***** Information given *****
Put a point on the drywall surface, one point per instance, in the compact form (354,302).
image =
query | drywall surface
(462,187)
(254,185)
*****
***** Information given *****
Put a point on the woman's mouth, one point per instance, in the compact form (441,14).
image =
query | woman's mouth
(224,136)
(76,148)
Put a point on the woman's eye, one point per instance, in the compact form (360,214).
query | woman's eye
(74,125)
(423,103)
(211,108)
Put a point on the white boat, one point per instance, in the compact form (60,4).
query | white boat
*****
Write out everything from the line containing "Put a point on the woman's mouth, one" down to the line containing "query | white boat", requests included, adding 112 to every number in the answer coordinates. Leave the requests and their sample coordinates unchanged.

▶ **Finished task**:
Put a point on the woman's mouth, one point per instance, in the compact form (441,14).
image =
query | woman's mouth
(336,248)
(188,260)
Put a point on the woman's eye, one point per instance, in the compact form (360,214).
query | woman's eye
(186,237)
(535,215)
(323,220)
Put a point on the white boat, one point per instance, in the compact form (60,4).
query | white boat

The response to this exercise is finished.